[Mask labeling records]
** begin **
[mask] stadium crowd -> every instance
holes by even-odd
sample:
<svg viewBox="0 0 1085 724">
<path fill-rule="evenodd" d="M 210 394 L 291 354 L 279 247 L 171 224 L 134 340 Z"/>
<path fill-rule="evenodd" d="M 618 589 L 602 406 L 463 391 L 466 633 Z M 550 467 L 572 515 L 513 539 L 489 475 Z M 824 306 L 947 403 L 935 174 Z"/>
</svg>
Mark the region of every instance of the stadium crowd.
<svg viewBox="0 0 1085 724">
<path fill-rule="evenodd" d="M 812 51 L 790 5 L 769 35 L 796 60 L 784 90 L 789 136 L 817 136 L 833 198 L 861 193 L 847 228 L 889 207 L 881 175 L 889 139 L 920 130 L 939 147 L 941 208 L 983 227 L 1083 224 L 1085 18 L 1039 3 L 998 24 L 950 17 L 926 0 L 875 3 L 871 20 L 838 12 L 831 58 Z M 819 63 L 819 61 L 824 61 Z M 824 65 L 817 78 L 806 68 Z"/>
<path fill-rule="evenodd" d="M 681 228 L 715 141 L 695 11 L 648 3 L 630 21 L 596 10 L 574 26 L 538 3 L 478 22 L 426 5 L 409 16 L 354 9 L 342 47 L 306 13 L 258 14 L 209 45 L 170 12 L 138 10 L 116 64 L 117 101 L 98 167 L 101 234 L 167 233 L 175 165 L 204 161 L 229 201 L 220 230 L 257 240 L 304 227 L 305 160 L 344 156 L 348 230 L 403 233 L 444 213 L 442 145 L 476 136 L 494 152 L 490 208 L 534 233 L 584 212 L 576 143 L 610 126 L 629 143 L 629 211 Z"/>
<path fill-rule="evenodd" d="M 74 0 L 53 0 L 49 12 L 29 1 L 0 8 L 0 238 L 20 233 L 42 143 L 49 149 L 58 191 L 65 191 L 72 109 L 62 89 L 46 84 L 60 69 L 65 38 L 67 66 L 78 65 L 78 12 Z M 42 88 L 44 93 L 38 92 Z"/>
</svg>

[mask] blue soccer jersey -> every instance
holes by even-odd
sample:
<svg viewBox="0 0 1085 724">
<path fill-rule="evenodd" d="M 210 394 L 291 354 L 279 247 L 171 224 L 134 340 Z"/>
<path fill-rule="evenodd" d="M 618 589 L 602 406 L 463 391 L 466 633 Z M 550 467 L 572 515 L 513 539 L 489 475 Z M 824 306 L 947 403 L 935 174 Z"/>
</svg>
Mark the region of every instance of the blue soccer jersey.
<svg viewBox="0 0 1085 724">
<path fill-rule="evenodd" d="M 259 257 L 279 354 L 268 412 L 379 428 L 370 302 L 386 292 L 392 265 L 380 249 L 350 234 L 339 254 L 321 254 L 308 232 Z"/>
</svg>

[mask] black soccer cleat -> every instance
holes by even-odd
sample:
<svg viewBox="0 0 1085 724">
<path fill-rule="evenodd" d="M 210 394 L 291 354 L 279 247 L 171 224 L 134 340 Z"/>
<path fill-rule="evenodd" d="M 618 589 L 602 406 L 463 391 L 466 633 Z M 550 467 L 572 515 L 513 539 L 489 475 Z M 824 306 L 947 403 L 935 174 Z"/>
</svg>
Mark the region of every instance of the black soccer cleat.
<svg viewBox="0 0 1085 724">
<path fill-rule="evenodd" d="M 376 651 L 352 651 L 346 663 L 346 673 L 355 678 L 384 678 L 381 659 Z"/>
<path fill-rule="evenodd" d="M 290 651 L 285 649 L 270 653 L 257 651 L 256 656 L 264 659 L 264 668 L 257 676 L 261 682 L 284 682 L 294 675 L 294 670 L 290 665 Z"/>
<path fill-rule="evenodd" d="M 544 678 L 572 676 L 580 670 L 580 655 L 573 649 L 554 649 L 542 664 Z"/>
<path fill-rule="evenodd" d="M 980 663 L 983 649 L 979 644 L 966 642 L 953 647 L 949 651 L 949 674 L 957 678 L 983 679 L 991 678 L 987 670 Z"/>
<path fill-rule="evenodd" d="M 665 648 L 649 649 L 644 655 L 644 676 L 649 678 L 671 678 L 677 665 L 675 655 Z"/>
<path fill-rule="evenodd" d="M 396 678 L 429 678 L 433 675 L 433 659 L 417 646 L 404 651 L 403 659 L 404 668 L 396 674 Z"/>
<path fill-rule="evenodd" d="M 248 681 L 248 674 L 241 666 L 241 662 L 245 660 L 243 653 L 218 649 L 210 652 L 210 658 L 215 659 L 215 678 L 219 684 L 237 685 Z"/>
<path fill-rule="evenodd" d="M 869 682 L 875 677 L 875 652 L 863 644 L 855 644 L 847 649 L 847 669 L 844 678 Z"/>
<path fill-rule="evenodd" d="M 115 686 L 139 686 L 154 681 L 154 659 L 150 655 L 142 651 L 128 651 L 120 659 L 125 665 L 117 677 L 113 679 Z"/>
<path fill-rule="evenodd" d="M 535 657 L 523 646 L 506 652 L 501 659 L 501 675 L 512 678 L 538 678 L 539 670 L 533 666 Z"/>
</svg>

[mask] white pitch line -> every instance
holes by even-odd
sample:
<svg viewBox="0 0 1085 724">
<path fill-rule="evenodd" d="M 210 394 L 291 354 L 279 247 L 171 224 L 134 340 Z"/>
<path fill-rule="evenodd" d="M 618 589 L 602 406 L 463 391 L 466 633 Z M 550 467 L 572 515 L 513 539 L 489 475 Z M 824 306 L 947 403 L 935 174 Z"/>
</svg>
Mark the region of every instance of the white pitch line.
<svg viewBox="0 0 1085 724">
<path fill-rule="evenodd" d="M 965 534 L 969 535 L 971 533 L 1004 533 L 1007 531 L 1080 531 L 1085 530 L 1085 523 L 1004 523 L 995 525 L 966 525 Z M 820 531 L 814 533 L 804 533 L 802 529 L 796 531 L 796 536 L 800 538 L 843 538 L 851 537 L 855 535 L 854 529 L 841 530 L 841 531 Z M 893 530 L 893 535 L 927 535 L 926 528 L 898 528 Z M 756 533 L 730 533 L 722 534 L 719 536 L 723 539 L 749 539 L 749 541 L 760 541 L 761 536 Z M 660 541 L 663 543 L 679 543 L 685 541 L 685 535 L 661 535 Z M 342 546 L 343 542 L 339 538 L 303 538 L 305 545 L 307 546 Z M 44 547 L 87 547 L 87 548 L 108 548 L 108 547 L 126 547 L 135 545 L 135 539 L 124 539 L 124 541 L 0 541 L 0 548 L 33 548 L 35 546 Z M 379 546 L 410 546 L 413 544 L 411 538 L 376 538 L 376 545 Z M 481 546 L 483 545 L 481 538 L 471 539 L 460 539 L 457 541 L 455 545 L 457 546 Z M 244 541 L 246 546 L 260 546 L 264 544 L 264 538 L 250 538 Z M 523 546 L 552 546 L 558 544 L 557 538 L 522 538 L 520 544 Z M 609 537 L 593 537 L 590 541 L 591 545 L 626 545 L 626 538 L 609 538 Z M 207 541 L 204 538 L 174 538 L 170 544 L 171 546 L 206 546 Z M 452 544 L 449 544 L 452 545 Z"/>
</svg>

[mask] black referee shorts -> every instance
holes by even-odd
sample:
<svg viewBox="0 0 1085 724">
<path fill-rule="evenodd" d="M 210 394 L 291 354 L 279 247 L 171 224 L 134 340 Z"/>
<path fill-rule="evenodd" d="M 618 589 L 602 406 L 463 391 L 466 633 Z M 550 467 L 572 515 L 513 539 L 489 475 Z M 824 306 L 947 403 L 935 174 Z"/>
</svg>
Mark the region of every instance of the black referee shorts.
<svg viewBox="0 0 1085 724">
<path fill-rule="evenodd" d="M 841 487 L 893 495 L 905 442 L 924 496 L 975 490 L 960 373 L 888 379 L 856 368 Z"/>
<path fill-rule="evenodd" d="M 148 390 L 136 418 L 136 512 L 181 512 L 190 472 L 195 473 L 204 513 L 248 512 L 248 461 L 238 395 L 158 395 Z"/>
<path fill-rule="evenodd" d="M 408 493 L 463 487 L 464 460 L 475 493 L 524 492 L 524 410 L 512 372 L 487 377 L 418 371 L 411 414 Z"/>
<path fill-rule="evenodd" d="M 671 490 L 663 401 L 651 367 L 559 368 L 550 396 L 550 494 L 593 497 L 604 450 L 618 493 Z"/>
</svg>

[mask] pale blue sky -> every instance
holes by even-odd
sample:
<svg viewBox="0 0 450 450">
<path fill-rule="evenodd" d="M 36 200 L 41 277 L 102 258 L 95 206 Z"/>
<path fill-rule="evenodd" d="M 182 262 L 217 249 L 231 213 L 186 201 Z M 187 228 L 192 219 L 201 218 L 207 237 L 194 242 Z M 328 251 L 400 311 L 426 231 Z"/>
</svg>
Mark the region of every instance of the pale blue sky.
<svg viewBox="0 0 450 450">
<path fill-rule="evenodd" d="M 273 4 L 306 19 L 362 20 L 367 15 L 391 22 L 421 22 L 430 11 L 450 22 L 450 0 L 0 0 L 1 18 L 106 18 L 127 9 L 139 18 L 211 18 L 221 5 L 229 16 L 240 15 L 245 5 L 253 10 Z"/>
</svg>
** end **
Please give only the number of lines in the records above that contain the string "soccer".

_Result for this exercise_. 4